### ESTRATTO DEL DOCUMENTO
════════

L'IMPIANTO CHE OSPITERÀ IL DEBUTTO DEGLI AZZURRI NON È ANCORA ACCESSIBILE E LE GRU STANNO LOTTANDO CONTRO IL TEMPO PER LIBERARE LA GDANSK ARENA DALLA TERRA DEL CANTIERE. IL 10 GIUGNO SI RIUSCIRÀ DAVVERO A GIOCARE CONTRO LA SPAGNA?

L'Italia deve stare attenta. Perché le polemiche rischiano di non finire con l'addio a Coverciano e la partenza verso la Polonia, lì dove dal 5 giugno gli azzurri saranno in ritiro. Questa volta, però, nessuno potrà imputare qualcosa agli Azzurri. Il problema, infatti, è prettamente logistico. Incredibile ma vero, a una decina di giorni dal debutto contro la Spagna, pare che la struttura scelta per la sfida contro i campioni del mondo non sia affatto pronta. Il match del prossimo 10giugno sarà ospitato dalla Gdansk Arena di Danzica. Un impianto splendido e perfettamente funzionale, ma del tutto privo delle infrastrutture necessarie a una partita di questo livello. La denuncia arriva direttamente dalla Spagna, per la precisione da Hector Fernandez, inviato di Radio Onda Cero. Il cronista iberico ha inviato un paio di foto che mettono pesanti dubbi sullo stato dei lavori.Basta guardare queste immagini per capire che servirà un miracolo o quasi per arrivare al 10 giugno nelle condizioni ideali. Lo stadio, come detto, è ultimato e necessita soltanto degli ultimi ritocchi. Ma lo stesso non si può dire delle zone antistanti l'impianto, quelle che dovrebbero fornire l'accesso ai varchi della Gdansk Arena. L'allarme che arriva dalla Spagna è da tenere in seria considerazione, anche perché gli scatti che vi proponiamo risalgono soltanto a 24 ore fa.Fernandez racconta di una corsa contro il tempo ai limiti della disperazione, con gru ancora al lavoro per sgombrare la zona dalla terra tipica di un cantiere non ancora ultimato. Le autorità locali hanno già fatto sapere che non ci saranno problemi, ma le foto parlano chiaro. Basta pensare che, ad ora, l'accesso all'impianto da 41mila posti è garantito unicamente dalla sola strada funzionante che arriva allo stadio. L'ingresso principale, quello dall'autostrada, è ancora bloccato dal cantiere. Il 10 giugno sarà tutto pronto? Non resta che sperare.

════════

### ESTRATTI DEI DATI
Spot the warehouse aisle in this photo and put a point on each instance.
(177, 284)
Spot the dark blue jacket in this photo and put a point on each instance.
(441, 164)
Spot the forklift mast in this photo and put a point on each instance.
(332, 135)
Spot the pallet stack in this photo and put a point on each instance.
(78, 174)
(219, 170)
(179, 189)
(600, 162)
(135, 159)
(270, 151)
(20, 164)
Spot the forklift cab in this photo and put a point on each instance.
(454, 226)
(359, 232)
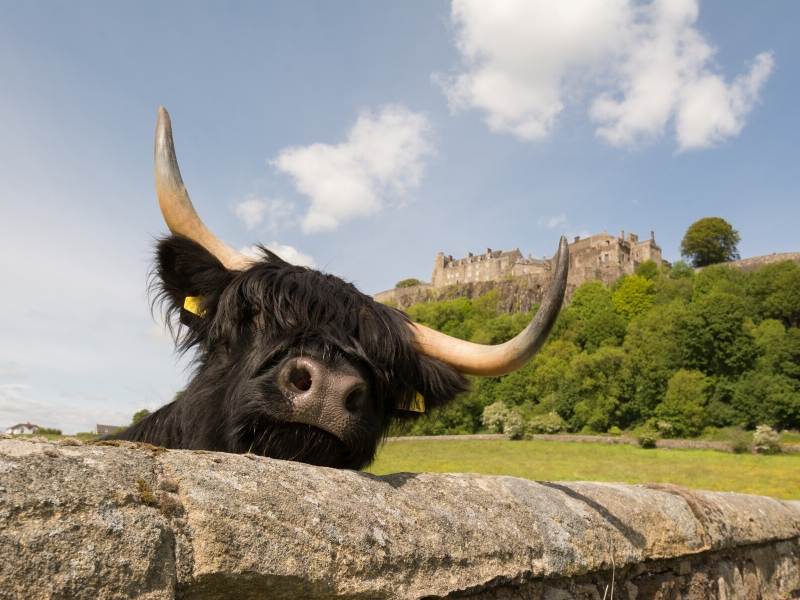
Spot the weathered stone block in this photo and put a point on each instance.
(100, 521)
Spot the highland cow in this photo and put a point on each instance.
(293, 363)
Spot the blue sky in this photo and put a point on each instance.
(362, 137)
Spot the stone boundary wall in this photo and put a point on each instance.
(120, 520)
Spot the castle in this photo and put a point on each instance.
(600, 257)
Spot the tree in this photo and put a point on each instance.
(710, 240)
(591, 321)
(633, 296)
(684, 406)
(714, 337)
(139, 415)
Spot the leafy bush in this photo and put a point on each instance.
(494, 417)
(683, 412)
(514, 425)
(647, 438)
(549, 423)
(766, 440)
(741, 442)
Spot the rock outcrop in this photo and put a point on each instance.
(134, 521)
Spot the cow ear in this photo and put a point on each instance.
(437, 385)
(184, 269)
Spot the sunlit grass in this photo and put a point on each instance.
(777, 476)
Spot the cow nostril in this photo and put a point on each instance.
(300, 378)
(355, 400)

════════

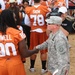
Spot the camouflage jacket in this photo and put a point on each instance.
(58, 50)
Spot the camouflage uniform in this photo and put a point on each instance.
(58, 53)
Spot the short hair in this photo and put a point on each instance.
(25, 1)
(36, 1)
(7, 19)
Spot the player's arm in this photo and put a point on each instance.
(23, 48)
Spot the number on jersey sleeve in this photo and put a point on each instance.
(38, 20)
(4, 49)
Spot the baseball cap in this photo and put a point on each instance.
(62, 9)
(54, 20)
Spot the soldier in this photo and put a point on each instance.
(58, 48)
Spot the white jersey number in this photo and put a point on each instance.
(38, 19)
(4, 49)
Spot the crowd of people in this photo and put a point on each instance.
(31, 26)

════════

### COMPITO 1
Nell'articolo sulla Gdansk Arena, quanti posti ha lo stadio?
### COMPITO 2
Riporta dall'articolo sulla Gdansk Arena tutto il testo che va da "L'IMPIANTO CHE OSPITERÀ" fino a "CONTRO LA SPAGNA?".

### RISPOSTA 1
41mila posti.

### RISPOSTA 2
L'IMPIANTO CHE OSPITERÀ IL DEBUTTO DEGLI AZZURRI NON È ANCORA ACCESSIBILE E LE GRU STANNO LOTTANDO CONTRO IL TEMPO PER LIBERARE LA GDANSK ARENA DALLA TERRA DEL CANTIERE. IL 10 GIUGNO SI RIUSCIRÀ DAVVERO A GIOCARE CONTRO LA SPAGNA?